══ Task material ══
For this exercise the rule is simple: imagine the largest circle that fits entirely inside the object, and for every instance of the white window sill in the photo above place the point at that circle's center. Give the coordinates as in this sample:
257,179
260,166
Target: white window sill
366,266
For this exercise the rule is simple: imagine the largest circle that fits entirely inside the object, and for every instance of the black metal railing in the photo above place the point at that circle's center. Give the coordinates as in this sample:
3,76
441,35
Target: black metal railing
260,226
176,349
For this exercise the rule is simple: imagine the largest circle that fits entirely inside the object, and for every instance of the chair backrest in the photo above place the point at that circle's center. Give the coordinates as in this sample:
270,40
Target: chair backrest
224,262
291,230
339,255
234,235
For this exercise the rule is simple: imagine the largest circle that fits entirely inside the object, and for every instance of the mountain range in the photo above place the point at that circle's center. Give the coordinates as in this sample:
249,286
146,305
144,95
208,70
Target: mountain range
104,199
═══
══ Task material ══
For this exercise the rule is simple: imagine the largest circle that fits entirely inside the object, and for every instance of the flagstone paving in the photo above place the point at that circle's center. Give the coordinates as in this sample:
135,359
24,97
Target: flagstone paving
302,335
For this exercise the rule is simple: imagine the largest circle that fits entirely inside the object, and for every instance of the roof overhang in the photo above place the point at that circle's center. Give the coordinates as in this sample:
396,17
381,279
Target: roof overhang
═══
══ Task material ══
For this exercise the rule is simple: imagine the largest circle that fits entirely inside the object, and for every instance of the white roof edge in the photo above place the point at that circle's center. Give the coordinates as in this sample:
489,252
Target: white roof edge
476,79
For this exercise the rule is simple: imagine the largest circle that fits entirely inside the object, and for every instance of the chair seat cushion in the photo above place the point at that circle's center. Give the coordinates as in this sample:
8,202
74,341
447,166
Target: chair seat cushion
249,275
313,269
═══
What you are asked to do :: Pick out each line from the entries above that contains the word "imagine", and copy those lines.

Exercise output ::
For this exercise the rule is simple: imagine the largest circle that fits entirely inside the object, and for every instance of the white window sill in the photo above place the point at that circle's center. Give the coordinates as in this sample:
For this exercise the rule is simple: imagine the largest circle that fits entirely inside the object, and for every instance of the black metal railing in the photo above place the point at that circle's center. Give the coordinates as in this sample:
For this exercise the rule is simple: imagine the largest circle that fits entirely inside the object, and for every instance of the chair backrest in the photo above place the point at that circle's center. Give the coordinates as in this sample:
For this exercise the rule is simple: imagine the largest circle that fits entirely inside the object, and for every instance of the mountain range in the photo above place the point at that circle's center. Give the coordinates as in this sample:
For this exercise the rule is simple: imagine the largest circle that fits entirely inside the object, and for every instance of the flagstone paving in the photo above place the point at that circle's center. Give the coordinates as in this sample:
For this exercise the rule is simple: imagine the largest circle that fits entirely inside the object, and for every instance of the roof overhang in the photo above place the point at that circle's center. Give the coordinates as in this sample:
For this exercise the rule is simple: imagine the largest circle that fits entirely inside the object, and for every instance of the white roof edge in the photo above place the point at that circle's center. Give the coordinates as in this sample:
For this exercise the rule is simple: imagine the largest circle that fits entirely inside the object, and for every instance of the chair seat cushion in the photo above place the point at that circle's center. Give the coordinates as in this sample:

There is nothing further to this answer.